*What you are asked to do:* Within the entries below, output exactly the lines between the line containing "Find the snow" and the line containing "Find the chairlift", inclusive, and omit any picture.

Stored records
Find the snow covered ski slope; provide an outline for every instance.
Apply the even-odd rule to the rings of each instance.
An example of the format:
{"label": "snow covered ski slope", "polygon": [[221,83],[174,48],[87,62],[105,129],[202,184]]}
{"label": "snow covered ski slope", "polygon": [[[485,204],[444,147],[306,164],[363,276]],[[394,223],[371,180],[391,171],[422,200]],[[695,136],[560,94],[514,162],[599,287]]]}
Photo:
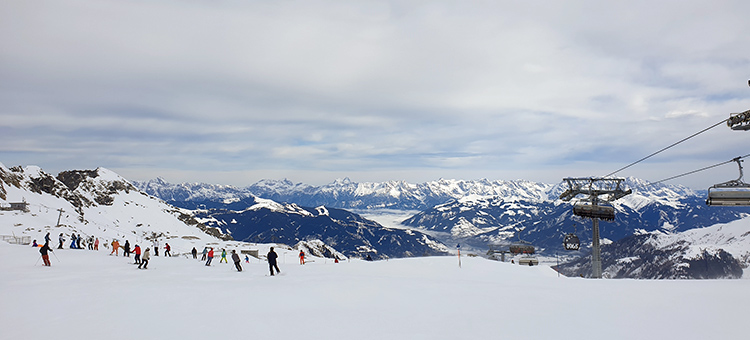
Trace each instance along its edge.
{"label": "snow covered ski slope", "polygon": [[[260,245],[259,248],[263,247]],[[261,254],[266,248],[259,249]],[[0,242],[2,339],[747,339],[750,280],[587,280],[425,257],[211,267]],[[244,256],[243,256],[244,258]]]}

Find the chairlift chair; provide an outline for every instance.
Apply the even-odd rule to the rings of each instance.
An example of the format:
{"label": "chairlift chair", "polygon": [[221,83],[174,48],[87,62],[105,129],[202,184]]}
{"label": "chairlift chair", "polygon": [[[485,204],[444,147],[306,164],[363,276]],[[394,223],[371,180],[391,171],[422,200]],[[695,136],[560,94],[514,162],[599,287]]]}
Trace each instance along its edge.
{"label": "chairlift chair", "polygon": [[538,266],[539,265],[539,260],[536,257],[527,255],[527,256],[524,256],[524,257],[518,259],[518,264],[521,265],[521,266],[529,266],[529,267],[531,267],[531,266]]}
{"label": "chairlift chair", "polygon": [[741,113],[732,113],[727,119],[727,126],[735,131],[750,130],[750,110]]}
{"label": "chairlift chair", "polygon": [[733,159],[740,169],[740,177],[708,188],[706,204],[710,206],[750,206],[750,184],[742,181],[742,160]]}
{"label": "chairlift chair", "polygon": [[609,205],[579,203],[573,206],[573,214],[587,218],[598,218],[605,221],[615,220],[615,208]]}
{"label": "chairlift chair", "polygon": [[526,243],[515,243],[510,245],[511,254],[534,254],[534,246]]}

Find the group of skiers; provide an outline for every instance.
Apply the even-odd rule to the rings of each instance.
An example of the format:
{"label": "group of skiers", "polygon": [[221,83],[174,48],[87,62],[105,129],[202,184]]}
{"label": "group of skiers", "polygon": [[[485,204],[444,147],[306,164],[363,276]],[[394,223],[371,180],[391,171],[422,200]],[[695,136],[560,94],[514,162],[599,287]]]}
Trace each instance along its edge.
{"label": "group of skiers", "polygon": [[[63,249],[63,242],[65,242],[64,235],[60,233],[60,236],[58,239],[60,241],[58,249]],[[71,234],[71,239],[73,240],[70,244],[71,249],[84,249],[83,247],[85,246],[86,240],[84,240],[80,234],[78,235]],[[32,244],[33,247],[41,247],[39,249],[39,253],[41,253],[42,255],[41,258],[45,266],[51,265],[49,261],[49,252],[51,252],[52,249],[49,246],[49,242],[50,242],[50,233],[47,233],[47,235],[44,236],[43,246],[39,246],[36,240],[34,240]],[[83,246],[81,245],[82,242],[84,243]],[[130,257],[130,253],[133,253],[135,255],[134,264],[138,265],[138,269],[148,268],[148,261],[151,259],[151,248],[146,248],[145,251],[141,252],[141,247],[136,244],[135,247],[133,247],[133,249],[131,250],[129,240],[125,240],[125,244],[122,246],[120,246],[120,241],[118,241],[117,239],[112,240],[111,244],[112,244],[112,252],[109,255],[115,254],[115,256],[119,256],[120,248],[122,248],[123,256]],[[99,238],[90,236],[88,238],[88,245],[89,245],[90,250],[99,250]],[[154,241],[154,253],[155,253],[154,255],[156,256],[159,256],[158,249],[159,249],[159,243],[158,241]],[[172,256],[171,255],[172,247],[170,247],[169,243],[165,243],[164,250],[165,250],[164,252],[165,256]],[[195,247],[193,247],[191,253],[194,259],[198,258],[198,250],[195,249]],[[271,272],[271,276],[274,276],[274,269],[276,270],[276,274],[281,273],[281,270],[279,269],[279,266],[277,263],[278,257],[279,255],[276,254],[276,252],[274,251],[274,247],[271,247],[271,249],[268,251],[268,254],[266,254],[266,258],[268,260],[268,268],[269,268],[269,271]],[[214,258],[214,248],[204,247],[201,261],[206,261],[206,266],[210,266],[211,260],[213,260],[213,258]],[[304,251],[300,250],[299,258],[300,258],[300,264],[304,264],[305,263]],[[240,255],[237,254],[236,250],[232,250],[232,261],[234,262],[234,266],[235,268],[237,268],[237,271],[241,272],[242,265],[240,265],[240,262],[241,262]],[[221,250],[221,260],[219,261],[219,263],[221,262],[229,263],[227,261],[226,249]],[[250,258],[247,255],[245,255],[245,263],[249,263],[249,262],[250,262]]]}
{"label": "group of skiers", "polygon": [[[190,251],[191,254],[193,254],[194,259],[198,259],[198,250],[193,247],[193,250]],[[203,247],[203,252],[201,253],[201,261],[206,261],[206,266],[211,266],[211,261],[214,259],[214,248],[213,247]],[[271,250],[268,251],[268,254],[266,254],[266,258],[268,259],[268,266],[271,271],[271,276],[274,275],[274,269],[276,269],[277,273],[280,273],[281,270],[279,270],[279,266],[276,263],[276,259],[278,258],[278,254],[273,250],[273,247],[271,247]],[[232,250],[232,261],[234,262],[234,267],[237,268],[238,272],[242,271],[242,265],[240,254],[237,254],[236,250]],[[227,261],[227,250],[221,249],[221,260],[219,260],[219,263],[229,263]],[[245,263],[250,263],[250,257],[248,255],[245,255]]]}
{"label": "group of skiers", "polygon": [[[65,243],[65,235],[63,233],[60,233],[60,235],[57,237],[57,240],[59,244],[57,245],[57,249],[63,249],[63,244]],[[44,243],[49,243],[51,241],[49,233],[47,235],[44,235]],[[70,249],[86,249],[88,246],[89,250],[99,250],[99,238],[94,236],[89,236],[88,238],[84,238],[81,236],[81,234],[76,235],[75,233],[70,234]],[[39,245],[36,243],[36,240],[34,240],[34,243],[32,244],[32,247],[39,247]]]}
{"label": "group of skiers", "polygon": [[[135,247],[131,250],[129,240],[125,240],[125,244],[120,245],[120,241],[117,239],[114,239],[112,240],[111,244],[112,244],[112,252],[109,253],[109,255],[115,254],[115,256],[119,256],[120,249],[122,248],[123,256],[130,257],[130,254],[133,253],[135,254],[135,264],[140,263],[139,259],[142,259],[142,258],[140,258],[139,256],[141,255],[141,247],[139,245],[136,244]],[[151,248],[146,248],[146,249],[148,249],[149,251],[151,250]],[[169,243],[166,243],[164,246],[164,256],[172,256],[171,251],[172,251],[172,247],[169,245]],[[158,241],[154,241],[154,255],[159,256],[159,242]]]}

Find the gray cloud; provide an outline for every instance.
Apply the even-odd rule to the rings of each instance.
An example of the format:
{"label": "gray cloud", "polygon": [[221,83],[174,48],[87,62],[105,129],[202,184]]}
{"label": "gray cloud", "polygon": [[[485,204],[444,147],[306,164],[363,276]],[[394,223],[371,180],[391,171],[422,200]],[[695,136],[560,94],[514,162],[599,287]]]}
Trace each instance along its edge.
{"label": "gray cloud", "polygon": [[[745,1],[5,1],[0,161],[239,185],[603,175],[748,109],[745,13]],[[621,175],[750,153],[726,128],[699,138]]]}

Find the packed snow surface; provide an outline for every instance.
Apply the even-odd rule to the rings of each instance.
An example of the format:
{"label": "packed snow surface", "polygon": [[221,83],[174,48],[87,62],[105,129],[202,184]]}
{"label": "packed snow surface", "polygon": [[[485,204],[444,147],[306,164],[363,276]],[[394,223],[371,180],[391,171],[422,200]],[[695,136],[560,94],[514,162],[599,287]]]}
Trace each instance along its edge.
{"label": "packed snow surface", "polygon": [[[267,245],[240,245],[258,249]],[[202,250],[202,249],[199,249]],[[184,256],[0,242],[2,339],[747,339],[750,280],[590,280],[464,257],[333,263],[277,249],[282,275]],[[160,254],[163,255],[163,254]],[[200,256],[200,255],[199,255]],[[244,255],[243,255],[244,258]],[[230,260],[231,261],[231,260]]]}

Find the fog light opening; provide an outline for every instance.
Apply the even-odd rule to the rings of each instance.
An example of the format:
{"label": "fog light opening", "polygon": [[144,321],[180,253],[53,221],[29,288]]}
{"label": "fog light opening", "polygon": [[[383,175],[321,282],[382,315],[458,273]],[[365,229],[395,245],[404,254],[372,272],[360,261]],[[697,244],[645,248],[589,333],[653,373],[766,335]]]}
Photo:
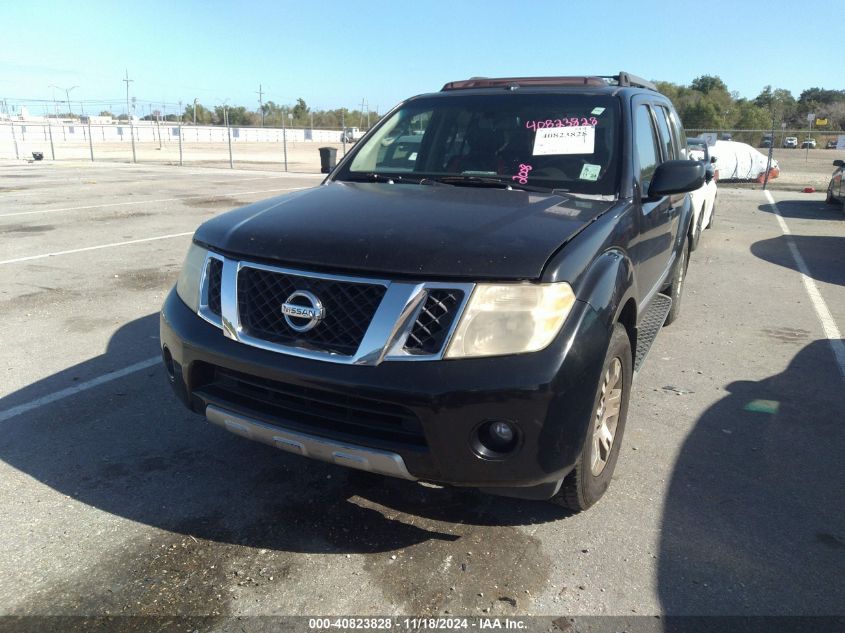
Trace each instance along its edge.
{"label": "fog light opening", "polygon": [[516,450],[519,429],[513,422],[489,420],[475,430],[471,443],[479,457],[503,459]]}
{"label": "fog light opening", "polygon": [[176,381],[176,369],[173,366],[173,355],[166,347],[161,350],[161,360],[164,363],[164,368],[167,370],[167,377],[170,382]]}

--

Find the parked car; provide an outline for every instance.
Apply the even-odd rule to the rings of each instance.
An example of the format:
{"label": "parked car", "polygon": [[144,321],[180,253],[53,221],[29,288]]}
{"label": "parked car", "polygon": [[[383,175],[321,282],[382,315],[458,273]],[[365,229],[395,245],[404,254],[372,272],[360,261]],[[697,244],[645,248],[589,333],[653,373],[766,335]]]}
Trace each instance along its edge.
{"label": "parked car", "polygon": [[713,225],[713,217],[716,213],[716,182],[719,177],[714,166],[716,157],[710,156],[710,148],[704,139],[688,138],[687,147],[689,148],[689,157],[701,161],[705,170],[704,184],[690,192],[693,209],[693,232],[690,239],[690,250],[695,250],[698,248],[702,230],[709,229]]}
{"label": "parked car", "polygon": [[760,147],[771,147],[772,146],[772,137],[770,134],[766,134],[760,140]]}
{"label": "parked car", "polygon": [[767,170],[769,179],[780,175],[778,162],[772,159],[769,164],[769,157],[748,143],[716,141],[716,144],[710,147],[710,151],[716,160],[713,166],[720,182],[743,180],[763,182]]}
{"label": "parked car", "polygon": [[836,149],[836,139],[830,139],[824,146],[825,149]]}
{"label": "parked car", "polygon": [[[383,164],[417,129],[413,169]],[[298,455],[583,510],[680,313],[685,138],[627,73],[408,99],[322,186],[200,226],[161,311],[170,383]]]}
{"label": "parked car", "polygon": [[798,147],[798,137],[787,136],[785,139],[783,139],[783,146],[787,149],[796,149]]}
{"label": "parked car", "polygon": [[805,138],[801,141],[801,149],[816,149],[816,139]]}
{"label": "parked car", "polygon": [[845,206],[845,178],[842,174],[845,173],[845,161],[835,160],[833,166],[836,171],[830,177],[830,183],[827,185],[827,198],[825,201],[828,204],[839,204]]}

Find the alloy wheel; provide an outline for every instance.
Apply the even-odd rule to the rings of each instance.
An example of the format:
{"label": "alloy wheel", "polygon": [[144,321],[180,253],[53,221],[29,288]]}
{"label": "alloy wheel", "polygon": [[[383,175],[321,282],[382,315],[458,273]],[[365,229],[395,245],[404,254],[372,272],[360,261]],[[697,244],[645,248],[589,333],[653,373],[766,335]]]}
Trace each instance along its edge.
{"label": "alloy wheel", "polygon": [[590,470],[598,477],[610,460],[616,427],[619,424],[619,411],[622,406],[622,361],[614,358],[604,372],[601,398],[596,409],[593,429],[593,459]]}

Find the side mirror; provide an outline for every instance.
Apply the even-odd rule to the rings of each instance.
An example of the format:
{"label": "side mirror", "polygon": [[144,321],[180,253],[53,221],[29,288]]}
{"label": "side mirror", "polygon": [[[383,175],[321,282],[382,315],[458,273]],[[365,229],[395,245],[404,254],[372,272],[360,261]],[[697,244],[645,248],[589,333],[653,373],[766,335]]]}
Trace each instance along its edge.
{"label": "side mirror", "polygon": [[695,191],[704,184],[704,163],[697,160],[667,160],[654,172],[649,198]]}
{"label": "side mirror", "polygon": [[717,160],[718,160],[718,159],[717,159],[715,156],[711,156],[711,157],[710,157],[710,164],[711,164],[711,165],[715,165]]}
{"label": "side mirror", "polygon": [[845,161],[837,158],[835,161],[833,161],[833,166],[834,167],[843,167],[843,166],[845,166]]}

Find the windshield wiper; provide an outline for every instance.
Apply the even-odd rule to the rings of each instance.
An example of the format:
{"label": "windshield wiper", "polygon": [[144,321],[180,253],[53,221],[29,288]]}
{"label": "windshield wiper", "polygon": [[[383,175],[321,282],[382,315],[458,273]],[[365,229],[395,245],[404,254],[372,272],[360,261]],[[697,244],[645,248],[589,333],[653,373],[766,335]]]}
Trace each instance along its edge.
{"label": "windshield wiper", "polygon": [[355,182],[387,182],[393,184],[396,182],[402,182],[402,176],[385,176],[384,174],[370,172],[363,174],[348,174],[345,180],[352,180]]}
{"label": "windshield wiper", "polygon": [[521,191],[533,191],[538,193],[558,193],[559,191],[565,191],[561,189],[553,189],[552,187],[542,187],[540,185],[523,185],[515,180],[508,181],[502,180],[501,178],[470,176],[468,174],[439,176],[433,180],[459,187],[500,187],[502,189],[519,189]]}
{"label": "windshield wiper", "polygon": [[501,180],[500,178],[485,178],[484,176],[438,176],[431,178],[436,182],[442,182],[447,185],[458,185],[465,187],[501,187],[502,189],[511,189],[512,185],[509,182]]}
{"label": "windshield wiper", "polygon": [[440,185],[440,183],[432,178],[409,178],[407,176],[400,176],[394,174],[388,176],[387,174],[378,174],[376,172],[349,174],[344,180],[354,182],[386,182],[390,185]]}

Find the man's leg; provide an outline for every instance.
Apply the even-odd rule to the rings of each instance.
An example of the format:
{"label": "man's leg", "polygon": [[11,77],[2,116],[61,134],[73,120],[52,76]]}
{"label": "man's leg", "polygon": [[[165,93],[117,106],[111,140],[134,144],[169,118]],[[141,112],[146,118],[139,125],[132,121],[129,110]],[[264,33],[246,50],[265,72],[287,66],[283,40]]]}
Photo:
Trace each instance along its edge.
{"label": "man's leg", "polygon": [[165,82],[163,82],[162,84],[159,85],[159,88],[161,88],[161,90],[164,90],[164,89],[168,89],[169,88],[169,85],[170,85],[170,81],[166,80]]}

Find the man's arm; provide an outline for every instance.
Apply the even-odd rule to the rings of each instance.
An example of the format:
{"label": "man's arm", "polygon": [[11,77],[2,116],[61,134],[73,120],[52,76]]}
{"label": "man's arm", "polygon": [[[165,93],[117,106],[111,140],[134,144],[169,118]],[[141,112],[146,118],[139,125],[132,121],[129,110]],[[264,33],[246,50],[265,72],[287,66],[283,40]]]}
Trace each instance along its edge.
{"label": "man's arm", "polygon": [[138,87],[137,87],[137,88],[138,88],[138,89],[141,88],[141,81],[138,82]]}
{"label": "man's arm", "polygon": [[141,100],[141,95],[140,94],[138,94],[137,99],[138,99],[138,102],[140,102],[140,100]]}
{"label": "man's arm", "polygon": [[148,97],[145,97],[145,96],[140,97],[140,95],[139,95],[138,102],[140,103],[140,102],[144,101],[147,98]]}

---

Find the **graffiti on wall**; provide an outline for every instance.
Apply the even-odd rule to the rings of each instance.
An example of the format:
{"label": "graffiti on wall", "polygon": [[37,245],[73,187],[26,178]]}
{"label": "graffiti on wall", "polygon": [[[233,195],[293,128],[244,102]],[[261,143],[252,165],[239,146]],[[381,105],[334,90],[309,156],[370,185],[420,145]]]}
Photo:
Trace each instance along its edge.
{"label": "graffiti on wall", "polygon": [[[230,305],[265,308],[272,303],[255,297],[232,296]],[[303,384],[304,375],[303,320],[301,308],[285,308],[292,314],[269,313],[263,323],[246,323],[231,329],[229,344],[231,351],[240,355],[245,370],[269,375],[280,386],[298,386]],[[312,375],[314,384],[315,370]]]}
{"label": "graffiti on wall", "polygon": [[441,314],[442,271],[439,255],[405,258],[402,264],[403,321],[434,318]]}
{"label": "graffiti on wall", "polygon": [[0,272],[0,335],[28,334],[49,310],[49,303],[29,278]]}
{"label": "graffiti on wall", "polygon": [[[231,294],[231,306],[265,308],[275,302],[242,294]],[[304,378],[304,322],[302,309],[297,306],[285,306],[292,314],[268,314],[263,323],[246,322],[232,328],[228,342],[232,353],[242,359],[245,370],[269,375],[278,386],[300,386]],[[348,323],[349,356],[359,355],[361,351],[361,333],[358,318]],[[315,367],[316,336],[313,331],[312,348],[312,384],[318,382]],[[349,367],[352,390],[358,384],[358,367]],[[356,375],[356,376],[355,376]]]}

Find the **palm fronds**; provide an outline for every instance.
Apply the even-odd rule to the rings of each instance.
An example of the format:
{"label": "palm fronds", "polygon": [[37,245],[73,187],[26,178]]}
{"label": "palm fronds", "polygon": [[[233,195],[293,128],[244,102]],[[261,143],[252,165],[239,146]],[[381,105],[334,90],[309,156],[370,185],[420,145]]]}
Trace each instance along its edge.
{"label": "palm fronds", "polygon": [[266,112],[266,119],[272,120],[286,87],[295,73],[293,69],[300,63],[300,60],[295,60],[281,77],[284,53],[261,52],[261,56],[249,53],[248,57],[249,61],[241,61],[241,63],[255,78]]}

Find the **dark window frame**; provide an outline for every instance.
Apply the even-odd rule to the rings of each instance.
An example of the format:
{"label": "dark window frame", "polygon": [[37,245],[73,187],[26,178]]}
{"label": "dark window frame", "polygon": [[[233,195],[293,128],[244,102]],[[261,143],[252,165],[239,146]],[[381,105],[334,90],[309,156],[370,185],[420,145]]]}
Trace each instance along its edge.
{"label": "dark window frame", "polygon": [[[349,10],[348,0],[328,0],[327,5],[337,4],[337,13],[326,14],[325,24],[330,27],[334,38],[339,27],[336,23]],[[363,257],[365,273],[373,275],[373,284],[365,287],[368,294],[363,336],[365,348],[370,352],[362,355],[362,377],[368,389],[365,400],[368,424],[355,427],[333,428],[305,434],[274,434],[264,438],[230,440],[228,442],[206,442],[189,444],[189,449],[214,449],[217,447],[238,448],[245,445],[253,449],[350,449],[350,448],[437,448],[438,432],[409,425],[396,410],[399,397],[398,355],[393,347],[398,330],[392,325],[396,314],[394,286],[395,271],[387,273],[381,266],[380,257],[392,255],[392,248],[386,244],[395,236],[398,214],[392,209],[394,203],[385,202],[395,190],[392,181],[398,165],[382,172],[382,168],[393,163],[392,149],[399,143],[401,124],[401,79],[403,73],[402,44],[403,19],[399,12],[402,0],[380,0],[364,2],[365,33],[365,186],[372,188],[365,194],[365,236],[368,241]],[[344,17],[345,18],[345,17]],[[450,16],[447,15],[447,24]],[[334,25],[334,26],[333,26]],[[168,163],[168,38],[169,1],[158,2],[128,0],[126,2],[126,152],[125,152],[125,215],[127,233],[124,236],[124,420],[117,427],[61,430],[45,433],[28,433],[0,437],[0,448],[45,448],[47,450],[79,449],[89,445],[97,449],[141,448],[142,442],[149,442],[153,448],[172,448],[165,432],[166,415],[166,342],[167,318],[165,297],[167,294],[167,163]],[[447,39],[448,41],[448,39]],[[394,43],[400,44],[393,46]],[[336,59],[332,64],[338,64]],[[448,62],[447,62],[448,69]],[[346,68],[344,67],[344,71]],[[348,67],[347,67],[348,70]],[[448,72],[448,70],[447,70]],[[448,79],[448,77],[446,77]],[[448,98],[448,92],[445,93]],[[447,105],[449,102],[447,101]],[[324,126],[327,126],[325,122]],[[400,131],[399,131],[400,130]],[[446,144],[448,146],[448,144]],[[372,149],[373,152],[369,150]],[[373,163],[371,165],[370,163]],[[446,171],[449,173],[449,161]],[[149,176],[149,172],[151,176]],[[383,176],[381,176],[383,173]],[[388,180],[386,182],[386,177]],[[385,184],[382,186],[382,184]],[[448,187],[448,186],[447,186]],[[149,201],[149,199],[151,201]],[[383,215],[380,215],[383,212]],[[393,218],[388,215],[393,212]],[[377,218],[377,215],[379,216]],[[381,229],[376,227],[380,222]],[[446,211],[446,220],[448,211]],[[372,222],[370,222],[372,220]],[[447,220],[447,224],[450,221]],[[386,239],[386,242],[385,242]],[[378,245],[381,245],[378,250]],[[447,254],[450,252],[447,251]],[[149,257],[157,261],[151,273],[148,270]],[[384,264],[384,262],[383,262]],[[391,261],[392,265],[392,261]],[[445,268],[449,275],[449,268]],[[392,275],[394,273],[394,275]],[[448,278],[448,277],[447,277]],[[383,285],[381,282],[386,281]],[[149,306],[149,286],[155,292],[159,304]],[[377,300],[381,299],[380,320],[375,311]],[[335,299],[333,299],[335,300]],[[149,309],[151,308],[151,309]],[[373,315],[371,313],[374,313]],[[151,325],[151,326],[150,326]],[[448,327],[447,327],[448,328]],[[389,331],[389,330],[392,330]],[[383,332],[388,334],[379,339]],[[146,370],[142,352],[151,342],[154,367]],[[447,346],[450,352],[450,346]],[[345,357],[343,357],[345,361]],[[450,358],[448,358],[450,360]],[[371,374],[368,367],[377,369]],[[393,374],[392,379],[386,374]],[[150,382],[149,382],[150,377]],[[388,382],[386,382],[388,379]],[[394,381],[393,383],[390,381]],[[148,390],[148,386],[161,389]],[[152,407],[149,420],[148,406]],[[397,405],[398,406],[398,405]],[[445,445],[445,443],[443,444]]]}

*Response:*
Find the snow covered ski slope; provide an outline for every instance.
Apply the even-odd rule to the rings of each instance.
An example of the format:
{"label": "snow covered ski slope", "polygon": [[221,83],[174,48],[87,62],[105,129],[202,184]]}
{"label": "snow covered ski slope", "polygon": [[[485,204],[444,147],[306,164],[363,276]],[[394,223],[371,180],[391,171],[422,200]],[[695,136],[560,94],[514,162],[599,287]]]}
Photo:
Trace each instance along its edge.
{"label": "snow covered ski slope", "polygon": [[[260,245],[259,248],[263,247]],[[261,254],[266,248],[259,249]],[[0,242],[2,339],[747,339],[750,280],[587,280],[425,257],[211,267]],[[244,256],[243,256],[244,258]]]}

Find the chairlift chair; provide an outline for every instance.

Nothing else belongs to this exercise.